◆ **Exercise directions**: Which lines below contain the word "Where"? Copy each one.

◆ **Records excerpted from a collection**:
<<<<

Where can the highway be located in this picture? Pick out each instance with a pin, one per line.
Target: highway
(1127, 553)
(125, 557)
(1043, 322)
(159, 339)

>>>>
<<<<

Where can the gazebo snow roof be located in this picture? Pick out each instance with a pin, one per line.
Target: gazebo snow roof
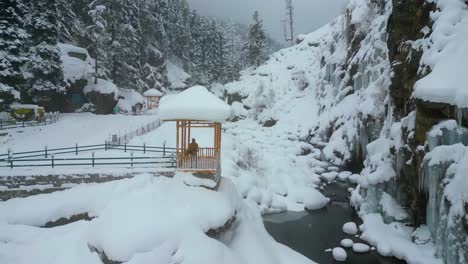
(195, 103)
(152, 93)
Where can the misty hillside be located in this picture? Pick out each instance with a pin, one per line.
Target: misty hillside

>>>>

◆ **Expected output**:
Where can the highway be located in this picture? Pick out each instance with a pin, one per line.
Where can the gazebo snow roof be located in this picture? Pick out each instance with a pin, one per line.
Where can the misty hillside be located in this picture? Pick out each instance with a pin, one per line.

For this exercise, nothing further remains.